Data listing:
>>>>>

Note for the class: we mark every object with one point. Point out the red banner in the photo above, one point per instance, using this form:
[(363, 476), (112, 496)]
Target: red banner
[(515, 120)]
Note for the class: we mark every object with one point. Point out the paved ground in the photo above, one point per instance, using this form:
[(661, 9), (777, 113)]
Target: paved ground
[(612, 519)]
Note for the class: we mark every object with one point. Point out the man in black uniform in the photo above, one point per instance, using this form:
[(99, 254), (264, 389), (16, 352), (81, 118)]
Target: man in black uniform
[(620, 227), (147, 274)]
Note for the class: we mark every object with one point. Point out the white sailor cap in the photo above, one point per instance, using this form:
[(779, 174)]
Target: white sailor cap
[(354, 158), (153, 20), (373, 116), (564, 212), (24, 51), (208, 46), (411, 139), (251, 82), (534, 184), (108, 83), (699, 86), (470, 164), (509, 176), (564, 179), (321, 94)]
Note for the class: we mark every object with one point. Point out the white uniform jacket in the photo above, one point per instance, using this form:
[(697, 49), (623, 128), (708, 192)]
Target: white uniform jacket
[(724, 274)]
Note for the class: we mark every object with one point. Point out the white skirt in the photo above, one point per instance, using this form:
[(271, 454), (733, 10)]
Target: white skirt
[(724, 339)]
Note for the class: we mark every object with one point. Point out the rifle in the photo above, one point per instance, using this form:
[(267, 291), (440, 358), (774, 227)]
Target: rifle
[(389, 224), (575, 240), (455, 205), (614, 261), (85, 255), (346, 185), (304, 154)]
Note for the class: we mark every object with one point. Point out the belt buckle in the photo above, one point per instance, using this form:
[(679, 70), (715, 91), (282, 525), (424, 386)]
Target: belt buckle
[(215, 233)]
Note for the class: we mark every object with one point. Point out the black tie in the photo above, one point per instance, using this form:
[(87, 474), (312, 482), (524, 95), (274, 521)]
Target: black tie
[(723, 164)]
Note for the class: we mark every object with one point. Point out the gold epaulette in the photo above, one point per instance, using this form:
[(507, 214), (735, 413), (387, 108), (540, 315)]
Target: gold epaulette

<<<<<

*TASK TO COMPLETE*.
Retype every one of the records above verbatim, with no changes.

*SOLVED EXERCISE*.
Note for the class: we mark every object with one point. Point out the red banner in the photo above, one point per instance, using this form:
[(363, 476), (112, 496)]
Target: red banner
[(515, 120)]
Note for the class: we mark every object with one point. Point out the paved ground in the photo above, one point per instance, using this form:
[(661, 9), (777, 113)]
Target: paved ground
[(612, 519)]
Note for the class: we mark every object with one point. Point out the man in black uniform in the photo above, one point per instance, using this form:
[(99, 254), (264, 389), (16, 352), (81, 118)]
Target: man in black uniform
[(620, 227), (147, 274)]
Note for the class: we mark every object with one point. Point out the white sailor cap in the photo above, one point per instance, using this form:
[(779, 174)]
Target: white sailor cap
[(354, 158), (153, 20), (373, 116), (564, 212), (24, 51), (208, 46), (411, 139), (251, 82), (534, 184), (108, 83), (699, 86), (470, 164), (509, 176), (564, 179), (321, 94)]
Note for the class: we mark every object with one point. Point out the white uniform jacket in the photo above, one point per instance, using this form:
[(697, 49), (623, 128), (708, 192)]
Target: white uniform jacket
[(724, 274)]
Note for the class: we mark every object with one point. Point out the white skirt in the photo above, one point per instance, using this form:
[(271, 454), (733, 10)]
Target: white skirt
[(724, 339)]
Note for the class: we mark every object with one point. Point out the rifle in the photo above, one point per instance, using this form:
[(267, 291), (440, 358), (774, 227)]
Target: rifle
[(389, 224), (575, 240), (455, 205), (614, 261), (85, 255), (346, 185), (304, 154)]
Note for the class: we mark every object with one point. Point out the belt buckle in the photo above, one point per instance, using this form:
[(679, 70), (715, 91), (282, 525), (424, 386)]
Target: belt buckle
[(215, 233)]
Note for the class: we mark every object with one point. Point out the black tie in the photo above, one point per instance, using this form:
[(87, 474), (312, 482), (524, 95), (274, 521)]
Target: black tie
[(723, 164)]
Note for the class: we mark every object with one point. Point out the gold epaulette in the photo above, one point per instance, using this form:
[(507, 214), (735, 413), (387, 108), (540, 315)]
Target: gold epaulette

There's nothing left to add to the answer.